- _PROBLEM DESCRIPTION_:
Answer from the Splunk dashboard post below:
1. What is the dashboard not meant to replace?
2. Where has the writer been using the dashboard?
3. What two items does the update say were added through rest calls?

— start SOURCE EXCERPT —

Dashboard for Splunk Infrastructure/Server Specs at a Glance

This dashboard will show the server or infrastructure specs of your Splunk environment. This is not intended to replace the Monitoring console, but rather augment as sometimes we need a condensed version of what is going on inside our Splunk environment.

I’ve had fun with it on my homelab, so if you find something not working, or if the dashboard is missing something please let me know in a comment below!

*UPDATE* I’ve included base searches as a start(more to be done!), improved some efficiency in the queries, as well as added Ulimits and THP (via rest calls).

— end SOURCE EXCERPT —
— start ENTRIES PROVIDED —

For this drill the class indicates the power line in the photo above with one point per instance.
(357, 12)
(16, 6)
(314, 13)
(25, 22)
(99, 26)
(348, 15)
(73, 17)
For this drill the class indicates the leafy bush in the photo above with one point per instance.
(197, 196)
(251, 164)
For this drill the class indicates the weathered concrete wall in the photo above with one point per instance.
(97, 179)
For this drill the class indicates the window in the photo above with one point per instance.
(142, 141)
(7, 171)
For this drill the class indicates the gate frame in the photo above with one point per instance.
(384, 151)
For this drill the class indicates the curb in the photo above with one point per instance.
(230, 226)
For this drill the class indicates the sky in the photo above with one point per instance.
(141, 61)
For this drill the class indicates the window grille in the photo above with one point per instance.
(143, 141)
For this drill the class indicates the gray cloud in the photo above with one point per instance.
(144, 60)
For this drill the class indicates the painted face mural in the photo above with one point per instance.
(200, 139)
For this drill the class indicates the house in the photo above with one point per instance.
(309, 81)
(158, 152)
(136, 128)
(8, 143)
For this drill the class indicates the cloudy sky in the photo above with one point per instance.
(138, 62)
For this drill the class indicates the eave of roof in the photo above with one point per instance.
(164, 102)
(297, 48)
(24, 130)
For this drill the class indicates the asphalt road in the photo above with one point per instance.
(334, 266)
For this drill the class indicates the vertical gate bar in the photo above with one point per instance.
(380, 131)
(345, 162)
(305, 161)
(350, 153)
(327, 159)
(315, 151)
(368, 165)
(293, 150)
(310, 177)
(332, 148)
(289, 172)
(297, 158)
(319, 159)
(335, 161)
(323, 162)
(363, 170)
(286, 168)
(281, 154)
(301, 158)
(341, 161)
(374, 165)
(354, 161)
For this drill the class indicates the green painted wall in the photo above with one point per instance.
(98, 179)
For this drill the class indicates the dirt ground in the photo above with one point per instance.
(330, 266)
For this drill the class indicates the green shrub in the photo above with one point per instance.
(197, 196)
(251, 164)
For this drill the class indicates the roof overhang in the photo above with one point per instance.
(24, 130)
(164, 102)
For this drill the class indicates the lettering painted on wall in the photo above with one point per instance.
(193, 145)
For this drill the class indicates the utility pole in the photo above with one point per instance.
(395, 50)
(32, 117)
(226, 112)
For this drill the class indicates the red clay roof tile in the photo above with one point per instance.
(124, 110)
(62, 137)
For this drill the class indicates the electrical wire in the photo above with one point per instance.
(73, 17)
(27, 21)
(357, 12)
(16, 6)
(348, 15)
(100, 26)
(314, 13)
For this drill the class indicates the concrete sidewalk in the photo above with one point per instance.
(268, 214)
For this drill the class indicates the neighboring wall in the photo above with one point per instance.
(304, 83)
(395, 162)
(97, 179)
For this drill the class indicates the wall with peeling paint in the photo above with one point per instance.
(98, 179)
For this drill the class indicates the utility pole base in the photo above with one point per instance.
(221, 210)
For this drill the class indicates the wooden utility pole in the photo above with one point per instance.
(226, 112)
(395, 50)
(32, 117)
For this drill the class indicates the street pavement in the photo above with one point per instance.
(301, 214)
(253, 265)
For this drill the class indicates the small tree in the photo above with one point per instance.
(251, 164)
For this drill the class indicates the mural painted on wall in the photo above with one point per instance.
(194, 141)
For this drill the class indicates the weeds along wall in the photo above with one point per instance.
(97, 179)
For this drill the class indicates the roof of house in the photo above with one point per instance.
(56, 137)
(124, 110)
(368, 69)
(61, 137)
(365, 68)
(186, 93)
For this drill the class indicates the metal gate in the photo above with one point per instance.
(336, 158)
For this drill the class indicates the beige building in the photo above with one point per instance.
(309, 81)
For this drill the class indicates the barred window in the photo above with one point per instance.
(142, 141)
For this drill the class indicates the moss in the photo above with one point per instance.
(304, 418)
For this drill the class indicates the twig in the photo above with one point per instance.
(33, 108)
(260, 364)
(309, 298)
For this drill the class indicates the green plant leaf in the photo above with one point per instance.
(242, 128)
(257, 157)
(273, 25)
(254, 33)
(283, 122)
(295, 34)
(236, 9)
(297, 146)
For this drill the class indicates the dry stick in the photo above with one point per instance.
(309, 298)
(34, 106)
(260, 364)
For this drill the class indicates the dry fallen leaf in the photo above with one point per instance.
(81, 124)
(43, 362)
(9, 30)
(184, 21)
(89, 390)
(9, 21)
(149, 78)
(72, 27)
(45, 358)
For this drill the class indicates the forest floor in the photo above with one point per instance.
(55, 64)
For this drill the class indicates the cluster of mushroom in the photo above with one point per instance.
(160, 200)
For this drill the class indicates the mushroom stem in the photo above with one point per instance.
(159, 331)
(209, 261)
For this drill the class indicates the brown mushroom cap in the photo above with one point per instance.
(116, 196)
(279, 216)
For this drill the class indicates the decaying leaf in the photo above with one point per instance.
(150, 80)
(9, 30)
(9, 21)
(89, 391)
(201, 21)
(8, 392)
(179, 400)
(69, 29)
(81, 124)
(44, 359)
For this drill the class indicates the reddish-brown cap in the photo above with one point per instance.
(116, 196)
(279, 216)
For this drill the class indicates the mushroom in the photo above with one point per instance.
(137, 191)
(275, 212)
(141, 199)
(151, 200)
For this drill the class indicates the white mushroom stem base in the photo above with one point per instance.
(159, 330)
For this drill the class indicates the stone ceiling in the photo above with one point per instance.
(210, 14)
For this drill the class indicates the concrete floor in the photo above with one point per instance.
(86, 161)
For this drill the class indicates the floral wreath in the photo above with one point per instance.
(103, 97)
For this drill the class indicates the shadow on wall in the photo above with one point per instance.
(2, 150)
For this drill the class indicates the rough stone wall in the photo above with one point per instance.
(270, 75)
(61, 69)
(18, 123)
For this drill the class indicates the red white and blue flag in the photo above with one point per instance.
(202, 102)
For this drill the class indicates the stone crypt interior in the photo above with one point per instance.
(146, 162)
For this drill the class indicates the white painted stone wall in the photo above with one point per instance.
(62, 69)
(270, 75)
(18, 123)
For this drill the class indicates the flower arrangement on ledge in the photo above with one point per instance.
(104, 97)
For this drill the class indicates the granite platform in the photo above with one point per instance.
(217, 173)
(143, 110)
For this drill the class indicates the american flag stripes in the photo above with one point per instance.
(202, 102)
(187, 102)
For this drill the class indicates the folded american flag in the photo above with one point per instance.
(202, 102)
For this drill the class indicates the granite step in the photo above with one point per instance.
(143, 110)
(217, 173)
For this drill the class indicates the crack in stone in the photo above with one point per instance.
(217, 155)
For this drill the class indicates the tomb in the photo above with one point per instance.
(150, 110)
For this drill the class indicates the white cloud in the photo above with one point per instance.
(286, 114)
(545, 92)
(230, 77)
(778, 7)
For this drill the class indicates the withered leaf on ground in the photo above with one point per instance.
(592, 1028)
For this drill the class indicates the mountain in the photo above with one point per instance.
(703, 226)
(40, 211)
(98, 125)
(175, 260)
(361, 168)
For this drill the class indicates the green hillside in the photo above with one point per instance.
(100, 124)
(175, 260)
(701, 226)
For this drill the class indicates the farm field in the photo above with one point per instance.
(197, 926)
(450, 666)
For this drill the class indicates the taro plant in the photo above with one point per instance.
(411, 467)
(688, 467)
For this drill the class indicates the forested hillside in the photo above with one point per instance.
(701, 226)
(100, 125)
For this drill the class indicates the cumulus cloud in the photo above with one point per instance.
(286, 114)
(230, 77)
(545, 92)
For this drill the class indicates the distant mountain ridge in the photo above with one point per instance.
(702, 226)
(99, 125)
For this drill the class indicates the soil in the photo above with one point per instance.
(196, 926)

— end ENTRIES PROVIDED —

- _COMPLETED EXERCISE_:
1. The Monitoring console
2. On a homelab
3. Ulimits and THP